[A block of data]

============

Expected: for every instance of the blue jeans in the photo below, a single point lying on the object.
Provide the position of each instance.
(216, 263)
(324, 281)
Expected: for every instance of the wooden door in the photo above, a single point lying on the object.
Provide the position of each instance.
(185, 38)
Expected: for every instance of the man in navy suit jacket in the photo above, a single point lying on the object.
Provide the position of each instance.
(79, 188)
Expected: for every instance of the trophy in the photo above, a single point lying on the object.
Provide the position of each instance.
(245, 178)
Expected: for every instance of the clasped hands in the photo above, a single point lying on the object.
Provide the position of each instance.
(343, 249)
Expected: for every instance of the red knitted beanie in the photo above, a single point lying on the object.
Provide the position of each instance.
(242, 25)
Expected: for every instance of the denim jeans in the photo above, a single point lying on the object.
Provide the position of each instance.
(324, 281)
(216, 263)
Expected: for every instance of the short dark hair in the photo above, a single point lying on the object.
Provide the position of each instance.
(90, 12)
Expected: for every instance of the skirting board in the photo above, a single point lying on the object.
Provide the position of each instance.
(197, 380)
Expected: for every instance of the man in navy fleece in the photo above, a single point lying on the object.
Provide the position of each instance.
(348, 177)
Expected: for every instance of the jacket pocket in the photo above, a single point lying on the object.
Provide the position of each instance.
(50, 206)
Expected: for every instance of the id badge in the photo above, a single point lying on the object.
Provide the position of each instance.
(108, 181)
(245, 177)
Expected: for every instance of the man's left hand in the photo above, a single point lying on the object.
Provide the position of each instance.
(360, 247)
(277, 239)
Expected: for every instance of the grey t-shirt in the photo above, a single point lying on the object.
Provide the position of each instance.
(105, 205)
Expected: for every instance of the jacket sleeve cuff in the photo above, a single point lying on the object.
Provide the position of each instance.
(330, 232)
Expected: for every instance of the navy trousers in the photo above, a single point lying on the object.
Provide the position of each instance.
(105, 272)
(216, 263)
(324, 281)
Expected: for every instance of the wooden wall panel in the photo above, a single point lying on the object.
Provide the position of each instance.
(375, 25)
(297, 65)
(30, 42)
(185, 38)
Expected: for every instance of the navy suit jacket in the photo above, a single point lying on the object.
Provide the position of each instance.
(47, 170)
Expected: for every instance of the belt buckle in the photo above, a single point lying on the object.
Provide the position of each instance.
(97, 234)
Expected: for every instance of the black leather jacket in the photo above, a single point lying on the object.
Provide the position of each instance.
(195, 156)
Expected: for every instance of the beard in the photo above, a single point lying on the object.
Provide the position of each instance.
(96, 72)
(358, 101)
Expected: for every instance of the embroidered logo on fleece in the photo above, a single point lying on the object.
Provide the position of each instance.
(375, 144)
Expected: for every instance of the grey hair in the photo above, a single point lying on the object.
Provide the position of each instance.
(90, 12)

============

GIVEN PROBLEM
Copy out all the entries shown above, character for character.

RESPONSE
Expected: for every instance of the blue jeans in the photo below, a single point lying on the object.
Provide the position of each instance.
(216, 263)
(324, 281)
Expected: for every instance of the wooden door in the photo above, a single point lying on the object.
Provide the position of each instance.
(185, 38)
Expected: for every instance of the man in navy suit jacket in the photo above, a single point lying on the object.
Provide the position of each instance.
(79, 188)
Expected: for every instance of the trophy in the photo above, a single point lying on the object.
Provide the position of each instance.
(245, 178)
Expected: for every instance of the clasped hands in the photo above, a single point lying on the object.
Provide the position of each instance.
(343, 249)
Expected: for every instance of the red knitted beanie in the photo above, a single point lying on the object.
Provide the position of each instance.
(242, 25)
Expected: for every instance of the denim jeans in the photo above, a single point lying on the object.
Provide the position of each instance.
(324, 281)
(216, 263)
Expected: for every instance of the short dark hair in the photo above, a single point lying on the object.
Provide the position of each instance.
(90, 12)
Expected: for every instance of the skirting board in the photo above, a single point lying on the object.
Provide the position of each instance.
(197, 380)
Expected: for every instance of the man in navy fleece in the photo above, a single point lying on the object.
Provide the position of each instance.
(348, 177)
Expected: for every instance of the jacket pocket in the photo above, a single point lying on the object.
Provide the position of each instance.
(50, 206)
Expected: for every instance of the id badge in the photo above, a single point lying on the object.
Provide the position of each instance.
(108, 181)
(245, 177)
Expected: for every instance of the man's left hand in the photo above, a single point lying on the object.
Provide the position of each instance.
(360, 247)
(277, 239)
Expected: for every instance of the grey t-shirt in the photo above, a single point lying on the object.
Provide the position of each instance.
(105, 205)
Expected: for every instance of the jacket sleeve cuff in the photo above, a single point lying on the object.
Provide the position of each instance.
(330, 232)
Expected: for every instance of the navy trousers in the photo above, a single point lying on the object.
Provide the position of each instance.
(105, 272)
(216, 263)
(324, 281)
Expected: for every instance of the wooden wall panel in the photo above, a single point lying on the object.
Provide the position of each instance.
(375, 25)
(297, 65)
(30, 42)
(185, 38)
Expected: for every instance of the navy suit jacket in the photo above, a single point lying on the object.
Provide the position of each instance.
(47, 170)
Expected: for every instance of the belt buckle in the photo above, a single point lying on the object.
Provide the position of each instance.
(97, 234)
Expected: for every instance of the black leather jacket in the photo above, a single point lying on the object.
Provide the position of each instance.
(195, 156)
Expected: for every instance of the beard in the photo above, a single point lying on the object.
Provide the position of each instance.
(96, 72)
(358, 101)
Expected: for every instance of the embroidered logo on fleece in the photo above, a single point lying on the object.
Provide the position of each instance.
(375, 144)
Expected: for every instance of the grey hair in the photo above, a single point lying on the object.
Provide the position of each instance.
(90, 12)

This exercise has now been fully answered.